[Source data]
***

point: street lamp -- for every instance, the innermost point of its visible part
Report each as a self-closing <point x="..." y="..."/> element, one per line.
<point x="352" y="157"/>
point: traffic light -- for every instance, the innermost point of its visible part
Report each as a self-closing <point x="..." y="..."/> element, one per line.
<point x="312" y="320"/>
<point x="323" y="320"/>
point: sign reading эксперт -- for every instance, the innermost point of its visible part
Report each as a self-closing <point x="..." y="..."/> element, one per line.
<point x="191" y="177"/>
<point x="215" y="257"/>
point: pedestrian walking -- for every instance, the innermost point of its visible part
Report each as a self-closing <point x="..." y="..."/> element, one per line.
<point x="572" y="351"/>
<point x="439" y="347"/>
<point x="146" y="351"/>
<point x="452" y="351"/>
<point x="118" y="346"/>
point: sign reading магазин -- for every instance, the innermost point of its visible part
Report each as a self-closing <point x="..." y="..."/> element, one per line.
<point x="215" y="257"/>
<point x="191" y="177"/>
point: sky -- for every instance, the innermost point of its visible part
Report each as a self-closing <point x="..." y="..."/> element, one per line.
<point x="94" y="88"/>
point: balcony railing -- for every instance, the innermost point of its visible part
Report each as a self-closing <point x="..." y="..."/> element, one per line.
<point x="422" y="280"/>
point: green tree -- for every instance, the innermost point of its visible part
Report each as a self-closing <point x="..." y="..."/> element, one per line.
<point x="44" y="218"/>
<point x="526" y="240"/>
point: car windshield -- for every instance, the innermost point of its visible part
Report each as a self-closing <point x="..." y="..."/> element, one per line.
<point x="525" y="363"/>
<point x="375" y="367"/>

***

> Work to complete: An exact copy of all the entries above is what is needed.

> Response to this exercise:
point: street lamp -- for every instance, the innermost point of its visible part
Report each as a self-closing <point x="..." y="..."/> element, one per line.
<point x="352" y="157"/>
point: traffic light -- for every instance, the innermost point of its visible part
Report each as a self-closing <point x="..." y="..."/> element, one per line.
<point x="312" y="320"/>
<point x="323" y="320"/>
point: sign reading эксперт -- for every instance, the innermost point of its visible part
Report each as a self-closing <point x="..." y="..."/> element, one per line.
<point x="191" y="177"/>
<point x="215" y="257"/>
point: pedestrian walking -- for every instance, the innermost point of its visible part
Report each as a self-closing <point x="..." y="..."/> element, one per line.
<point x="572" y="351"/>
<point x="439" y="347"/>
<point x="146" y="351"/>
<point x="452" y="351"/>
<point x="118" y="346"/>
point: sign reading магазин -- for every instance, the innermost point of its visible part
Report each as a self-closing <point x="..." y="..."/> element, one per line.
<point x="215" y="257"/>
<point x="191" y="177"/>
point: sky -- for every instance, the innermost point of its visible part
Report each as a self-closing <point x="..." y="..."/> element, one per line.
<point x="94" y="88"/>
point: balcony railing -- for every instance, the innermost point of its visible part
Report each as a self-closing <point x="..." y="..."/> element, one per line.
<point x="422" y="280"/>
point: green tree -- for every instance, the innermost point of its visible part
Report each as a self-closing <point x="..." y="..."/> element, one per line.
<point x="44" y="218"/>
<point x="526" y="240"/>
point: car windshield -- for every instance, the innermost point of its visible part
Report each as a self-closing <point x="..." y="..."/> element, one per line.
<point x="525" y="363"/>
<point x="375" y="367"/>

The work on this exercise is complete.